### TASK PROMPT
Present the following entries again, word for word and in full.
-- start of TASK MATERIAL --
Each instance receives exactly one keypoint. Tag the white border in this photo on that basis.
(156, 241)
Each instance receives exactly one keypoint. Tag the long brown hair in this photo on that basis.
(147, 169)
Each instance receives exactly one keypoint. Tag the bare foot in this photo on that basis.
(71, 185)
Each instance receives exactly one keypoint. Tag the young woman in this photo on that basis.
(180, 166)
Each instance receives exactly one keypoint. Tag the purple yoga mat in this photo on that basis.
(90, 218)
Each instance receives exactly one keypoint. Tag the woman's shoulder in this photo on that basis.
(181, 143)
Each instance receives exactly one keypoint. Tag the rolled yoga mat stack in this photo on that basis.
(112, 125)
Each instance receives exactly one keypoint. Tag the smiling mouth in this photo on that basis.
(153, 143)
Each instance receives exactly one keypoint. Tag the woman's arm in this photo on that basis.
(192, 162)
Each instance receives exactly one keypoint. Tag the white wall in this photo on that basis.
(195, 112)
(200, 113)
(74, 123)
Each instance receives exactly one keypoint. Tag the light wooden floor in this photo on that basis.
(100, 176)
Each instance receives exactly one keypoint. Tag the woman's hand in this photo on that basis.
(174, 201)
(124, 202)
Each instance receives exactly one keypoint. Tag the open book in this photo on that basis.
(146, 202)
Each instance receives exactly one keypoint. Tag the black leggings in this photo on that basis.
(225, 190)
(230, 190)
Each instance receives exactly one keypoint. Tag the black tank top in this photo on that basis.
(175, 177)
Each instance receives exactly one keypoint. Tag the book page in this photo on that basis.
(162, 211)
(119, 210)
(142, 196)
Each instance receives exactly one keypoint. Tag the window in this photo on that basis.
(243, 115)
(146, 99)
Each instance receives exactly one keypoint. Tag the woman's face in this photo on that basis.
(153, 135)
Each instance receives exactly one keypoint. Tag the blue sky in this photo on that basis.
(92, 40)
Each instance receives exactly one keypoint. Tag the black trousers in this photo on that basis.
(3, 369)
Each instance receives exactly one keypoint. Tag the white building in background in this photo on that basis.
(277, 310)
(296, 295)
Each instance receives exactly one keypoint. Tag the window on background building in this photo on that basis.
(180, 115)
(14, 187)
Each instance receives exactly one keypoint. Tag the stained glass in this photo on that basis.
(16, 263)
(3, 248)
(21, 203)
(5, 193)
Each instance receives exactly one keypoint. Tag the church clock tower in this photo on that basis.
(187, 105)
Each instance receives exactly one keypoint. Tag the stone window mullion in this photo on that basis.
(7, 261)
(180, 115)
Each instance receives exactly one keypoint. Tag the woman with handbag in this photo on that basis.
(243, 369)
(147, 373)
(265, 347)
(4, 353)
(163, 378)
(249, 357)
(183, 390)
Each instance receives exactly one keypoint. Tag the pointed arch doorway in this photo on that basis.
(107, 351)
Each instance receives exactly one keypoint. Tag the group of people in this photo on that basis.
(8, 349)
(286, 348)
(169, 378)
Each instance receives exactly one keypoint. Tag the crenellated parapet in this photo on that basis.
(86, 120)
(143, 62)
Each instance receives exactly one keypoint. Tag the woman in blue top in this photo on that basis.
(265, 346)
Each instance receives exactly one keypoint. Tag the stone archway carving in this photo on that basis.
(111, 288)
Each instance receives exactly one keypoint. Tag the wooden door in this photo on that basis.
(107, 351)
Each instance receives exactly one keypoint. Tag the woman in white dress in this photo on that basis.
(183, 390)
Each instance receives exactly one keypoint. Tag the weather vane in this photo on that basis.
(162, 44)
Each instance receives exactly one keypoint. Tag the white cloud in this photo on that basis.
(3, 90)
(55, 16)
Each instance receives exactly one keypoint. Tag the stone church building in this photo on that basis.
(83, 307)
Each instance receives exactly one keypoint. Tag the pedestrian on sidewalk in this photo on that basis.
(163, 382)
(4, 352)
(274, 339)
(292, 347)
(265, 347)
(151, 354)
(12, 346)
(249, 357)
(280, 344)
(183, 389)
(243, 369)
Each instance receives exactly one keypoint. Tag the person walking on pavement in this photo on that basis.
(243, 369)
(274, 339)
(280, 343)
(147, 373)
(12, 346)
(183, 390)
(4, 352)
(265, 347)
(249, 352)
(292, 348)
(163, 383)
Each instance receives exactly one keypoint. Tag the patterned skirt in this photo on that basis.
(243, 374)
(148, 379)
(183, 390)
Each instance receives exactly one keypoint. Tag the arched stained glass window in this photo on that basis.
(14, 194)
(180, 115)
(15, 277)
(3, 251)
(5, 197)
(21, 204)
-- end of TASK MATERIAL --
### REPLY TO THE EXERCISE
Each instance receives exactly one keypoint. Tag the white border in this photo on that basis.
(156, 241)
Each instance receives exactly one keypoint. Tag the long brown hair in this photo on that basis.
(147, 169)
Each instance receives exactly one keypoint. Tag the bare foot in this photo on that basis.
(71, 185)
Each instance receives exactly one keypoint. Tag the young woman in this photo on that basis.
(180, 166)
Each instance receives exactly one keypoint. Tag the purple yoga mat in this photo on that basis.
(90, 218)
Each instance receives exactly one keypoint. Tag the woman's shoulder in this photo on that basis.
(181, 143)
Each instance receives exactly one keypoint. Tag the rolled yoga mat stack in this photo on that basis.
(112, 125)
Each instance receives exactly one keypoint. Tag the smiling mouth in this photo on that basis.
(153, 143)
Each instance receives exactly one keypoint. Tag the woman's arm in this photo on that basis.
(192, 162)
Each instance receives exactly one keypoint. Tag the white wall in this photo on that basis.
(195, 112)
(200, 113)
(74, 123)
Each instance receives exactly one keypoint. Tag the light wooden floor in this photo on that basis.
(100, 176)
Each instance receives exactly one keypoint. Tag the woman's hand in this photo on that basis.
(174, 201)
(124, 202)
Each instance receives exactly one keypoint. Tag the open book in this photo on that basis.
(146, 202)
Each instance receives exactly one keypoint. Tag the black leggings in this photo on that basis.
(225, 190)
(230, 190)
Each instance receives exactly one keypoint. Tag the black tank top in this photo on that basis.
(175, 177)
Each instance receives exactly one keypoint. Tag the book page in this photo on that basis.
(162, 211)
(119, 210)
(142, 196)
Each instance receives exactly one keypoint. Tag the window in this photo on that basis.
(243, 115)
(146, 99)
Each instance receives exactly one keypoint. Tag the woman's face in this photo on that basis.
(153, 135)
Each instance receives exactly one keypoint. Tag the blue sky in this photo on that basis.
(92, 40)
Each instance receives exactly one keypoint. Tag the black trousers in this photo on that basis.
(3, 369)
Each instance receives exactly one keypoint. Tag the white building in background in this photo on that basis.
(277, 310)
(296, 295)
Each instance receives exactly one keypoint. Tag the window on background building in this photo on that basis.
(180, 115)
(14, 187)
Each instance receives exactly one keypoint. Tag the stained glass in this photo on that basis.
(16, 263)
(3, 248)
(21, 203)
(5, 193)
Each instance receives exactly one keypoint. Tag the church clock tower in this photo on that basis.
(187, 105)
Each instance receives exactly one keypoint. Tag the stone window mullion in this photo on that basis.
(7, 261)
(180, 115)
Each instance receives exactly one keypoint. Tag the woman with handbag in this photo on that basis.
(243, 369)
(147, 373)
(265, 347)
(4, 353)
(163, 378)
(249, 357)
(183, 390)
Each instance receives exactly one keypoint. Tag the pointed arch doorway in this photo on that basis.
(107, 351)
Each instance receives exactly one keypoint. Tag the group of people in this photo on that basis.
(8, 349)
(286, 348)
(169, 378)
Each instance receives exactly one keypoint. Tag the crenellated parapet in this photo on that basis.
(86, 120)
(143, 62)
Each instance receives exactly one keypoint. Tag the woman in blue top in this photo on that basis.
(265, 346)
Each instance receives exactly one keypoint. Tag the stone archway carving in this photo on that basis.
(111, 288)
Each instance receives exactly one keypoint. Tag the wooden door in this photo on that basis.
(107, 351)
Each instance receives exactly one keypoint. Tag the woman in white dress in this photo on that basis.
(183, 390)
Each instance receives exactly one keypoint. Tag the weather vane in this photo on that basis.
(162, 44)
Each instance receives exactly one keypoint. Tag the white cloud in this photo on that basis.
(3, 90)
(55, 16)
Each instance receives exactly one keypoint. Tag the stone church building in this photo on that basis.
(83, 307)
Each instance receives exactly one keypoint. Tag the pedestrian on sidewalk in this photo on that basis.
(163, 382)
(4, 352)
(274, 339)
(292, 347)
(265, 347)
(151, 354)
(12, 346)
(249, 357)
(280, 344)
(183, 389)
(243, 369)
Each instance receives exactly one keypoint. Tag the person walking on pavement in this photo on that basis.
(243, 369)
(274, 339)
(280, 343)
(147, 373)
(12, 346)
(183, 390)
(4, 352)
(265, 347)
(249, 352)
(292, 348)
(163, 383)
Each instance receives exactly one keypoint. Tag the patterned skirt in this photo on that basis.
(243, 374)
(148, 379)
(183, 390)
Each instance receives exactly one keypoint. Tag the arched stained glass window in this photo on that basis.
(14, 194)
(180, 115)
(15, 277)
(3, 251)
(5, 197)
(21, 204)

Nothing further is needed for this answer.